Collected data entries
BEGIN

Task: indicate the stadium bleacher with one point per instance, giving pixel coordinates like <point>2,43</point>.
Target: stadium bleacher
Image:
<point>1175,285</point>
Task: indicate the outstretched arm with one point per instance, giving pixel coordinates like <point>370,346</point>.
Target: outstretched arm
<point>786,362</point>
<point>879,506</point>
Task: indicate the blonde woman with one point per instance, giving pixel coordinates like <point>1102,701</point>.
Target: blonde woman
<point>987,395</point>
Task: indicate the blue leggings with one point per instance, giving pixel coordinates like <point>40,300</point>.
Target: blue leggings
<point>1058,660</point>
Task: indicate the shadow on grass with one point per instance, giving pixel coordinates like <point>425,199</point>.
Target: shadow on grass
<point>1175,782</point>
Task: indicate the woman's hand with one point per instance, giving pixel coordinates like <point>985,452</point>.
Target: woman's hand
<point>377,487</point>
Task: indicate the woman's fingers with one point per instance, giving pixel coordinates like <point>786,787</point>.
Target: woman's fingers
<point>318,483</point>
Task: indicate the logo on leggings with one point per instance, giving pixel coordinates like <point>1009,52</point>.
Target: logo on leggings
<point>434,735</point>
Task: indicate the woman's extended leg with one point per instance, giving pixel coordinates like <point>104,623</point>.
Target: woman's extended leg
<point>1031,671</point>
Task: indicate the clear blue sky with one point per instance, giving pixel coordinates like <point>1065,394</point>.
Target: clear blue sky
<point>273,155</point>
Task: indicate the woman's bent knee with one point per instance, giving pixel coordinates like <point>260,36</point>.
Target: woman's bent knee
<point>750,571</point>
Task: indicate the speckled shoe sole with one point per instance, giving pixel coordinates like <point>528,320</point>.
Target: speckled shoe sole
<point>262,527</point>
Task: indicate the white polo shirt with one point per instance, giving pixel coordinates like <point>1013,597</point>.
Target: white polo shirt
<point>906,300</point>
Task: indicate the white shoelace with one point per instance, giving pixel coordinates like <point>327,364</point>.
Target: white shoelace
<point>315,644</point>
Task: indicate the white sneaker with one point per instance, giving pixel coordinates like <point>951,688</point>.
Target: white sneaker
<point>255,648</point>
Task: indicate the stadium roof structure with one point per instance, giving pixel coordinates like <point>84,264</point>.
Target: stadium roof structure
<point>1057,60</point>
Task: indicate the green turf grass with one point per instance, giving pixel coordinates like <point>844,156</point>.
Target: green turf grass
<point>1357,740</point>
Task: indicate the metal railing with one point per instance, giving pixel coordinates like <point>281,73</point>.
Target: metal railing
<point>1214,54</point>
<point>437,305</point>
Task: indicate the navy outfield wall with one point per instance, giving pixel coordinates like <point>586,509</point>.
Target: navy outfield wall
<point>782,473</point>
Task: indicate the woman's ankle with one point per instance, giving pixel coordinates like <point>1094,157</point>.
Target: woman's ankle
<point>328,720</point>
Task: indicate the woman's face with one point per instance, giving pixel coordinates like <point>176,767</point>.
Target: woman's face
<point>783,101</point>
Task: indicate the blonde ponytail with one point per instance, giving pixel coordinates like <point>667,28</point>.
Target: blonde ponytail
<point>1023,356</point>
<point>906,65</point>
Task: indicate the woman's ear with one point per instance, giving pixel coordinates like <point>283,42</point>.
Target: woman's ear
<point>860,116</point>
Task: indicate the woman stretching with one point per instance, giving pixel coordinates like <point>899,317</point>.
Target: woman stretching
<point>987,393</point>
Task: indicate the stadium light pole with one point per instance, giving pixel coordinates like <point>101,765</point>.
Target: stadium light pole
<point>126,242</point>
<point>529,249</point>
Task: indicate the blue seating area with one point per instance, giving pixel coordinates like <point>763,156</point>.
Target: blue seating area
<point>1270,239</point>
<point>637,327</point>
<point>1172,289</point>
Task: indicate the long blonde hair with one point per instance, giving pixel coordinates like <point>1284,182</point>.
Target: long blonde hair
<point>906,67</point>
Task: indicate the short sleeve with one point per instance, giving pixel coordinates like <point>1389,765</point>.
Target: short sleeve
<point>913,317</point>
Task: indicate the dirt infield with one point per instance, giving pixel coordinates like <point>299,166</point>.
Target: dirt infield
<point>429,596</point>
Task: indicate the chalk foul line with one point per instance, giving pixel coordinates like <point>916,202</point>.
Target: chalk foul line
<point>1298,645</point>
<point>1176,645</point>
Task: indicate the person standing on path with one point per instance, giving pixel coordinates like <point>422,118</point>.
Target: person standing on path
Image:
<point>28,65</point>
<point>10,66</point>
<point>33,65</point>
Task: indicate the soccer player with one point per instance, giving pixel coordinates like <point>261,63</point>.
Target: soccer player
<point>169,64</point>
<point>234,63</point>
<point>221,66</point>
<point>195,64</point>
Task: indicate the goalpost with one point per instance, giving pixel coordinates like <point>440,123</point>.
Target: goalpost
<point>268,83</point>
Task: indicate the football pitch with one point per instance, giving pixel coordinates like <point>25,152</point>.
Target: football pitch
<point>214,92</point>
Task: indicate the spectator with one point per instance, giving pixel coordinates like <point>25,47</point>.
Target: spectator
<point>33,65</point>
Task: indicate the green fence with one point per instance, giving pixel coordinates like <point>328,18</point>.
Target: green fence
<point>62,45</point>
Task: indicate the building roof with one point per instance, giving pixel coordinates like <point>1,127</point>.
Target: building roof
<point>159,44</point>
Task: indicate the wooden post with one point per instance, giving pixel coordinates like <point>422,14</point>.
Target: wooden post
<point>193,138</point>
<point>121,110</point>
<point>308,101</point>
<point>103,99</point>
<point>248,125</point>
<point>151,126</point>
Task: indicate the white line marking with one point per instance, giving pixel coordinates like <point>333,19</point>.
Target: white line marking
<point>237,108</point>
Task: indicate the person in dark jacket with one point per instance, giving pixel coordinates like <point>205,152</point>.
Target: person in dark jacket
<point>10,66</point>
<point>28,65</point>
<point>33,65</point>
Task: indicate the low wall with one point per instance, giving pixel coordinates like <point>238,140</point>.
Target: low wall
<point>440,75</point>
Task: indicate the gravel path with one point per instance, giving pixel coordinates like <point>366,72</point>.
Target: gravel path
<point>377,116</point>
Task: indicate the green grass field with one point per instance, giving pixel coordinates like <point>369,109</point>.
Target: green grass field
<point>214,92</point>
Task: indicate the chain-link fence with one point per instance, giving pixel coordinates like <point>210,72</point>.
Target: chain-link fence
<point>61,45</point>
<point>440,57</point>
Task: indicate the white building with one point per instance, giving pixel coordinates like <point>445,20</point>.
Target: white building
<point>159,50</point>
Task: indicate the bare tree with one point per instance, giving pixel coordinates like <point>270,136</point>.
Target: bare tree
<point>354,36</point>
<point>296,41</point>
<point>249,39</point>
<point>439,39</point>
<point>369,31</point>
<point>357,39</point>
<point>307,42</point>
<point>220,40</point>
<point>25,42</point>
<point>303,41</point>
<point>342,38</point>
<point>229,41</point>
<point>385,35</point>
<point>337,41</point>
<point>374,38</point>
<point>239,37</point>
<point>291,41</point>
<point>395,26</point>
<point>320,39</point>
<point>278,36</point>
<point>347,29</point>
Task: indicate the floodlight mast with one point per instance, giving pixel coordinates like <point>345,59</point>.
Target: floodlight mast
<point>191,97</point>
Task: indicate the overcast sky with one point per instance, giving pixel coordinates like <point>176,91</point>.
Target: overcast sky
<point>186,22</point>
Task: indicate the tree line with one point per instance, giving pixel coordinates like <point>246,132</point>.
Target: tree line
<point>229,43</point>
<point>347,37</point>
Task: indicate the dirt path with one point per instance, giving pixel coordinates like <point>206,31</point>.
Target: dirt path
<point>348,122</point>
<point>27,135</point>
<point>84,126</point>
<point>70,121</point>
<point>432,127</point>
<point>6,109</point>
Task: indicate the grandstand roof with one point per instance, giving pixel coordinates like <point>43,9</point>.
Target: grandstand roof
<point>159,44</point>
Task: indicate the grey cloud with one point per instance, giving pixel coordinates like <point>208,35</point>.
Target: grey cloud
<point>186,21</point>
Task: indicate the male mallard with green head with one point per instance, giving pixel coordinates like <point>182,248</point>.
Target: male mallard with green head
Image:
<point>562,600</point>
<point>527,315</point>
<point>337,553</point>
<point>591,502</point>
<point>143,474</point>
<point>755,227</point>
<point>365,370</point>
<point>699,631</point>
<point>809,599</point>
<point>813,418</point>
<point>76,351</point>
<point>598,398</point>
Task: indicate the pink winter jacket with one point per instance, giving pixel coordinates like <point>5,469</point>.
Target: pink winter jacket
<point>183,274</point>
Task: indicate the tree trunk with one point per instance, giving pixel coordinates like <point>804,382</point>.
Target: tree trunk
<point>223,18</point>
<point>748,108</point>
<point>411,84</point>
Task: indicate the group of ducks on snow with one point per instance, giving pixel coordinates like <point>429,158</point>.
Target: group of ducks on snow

END

■ **Exercise requirements**:
Only the lines from the first line of the records through the one containing "Task: indicate the outstretched" should be reproduced, exactly, with both of them included.

■ **Answer to this task**:
Task: indicate the stadium bleacher with one point per instance, giving pixel coordinates like <point>2,43</point>.
Target: stadium bleacher
Image:
<point>1175,285</point>
Task: indicate the outstretched arm with one point per instance, giving pixel coordinates like <point>370,346</point>.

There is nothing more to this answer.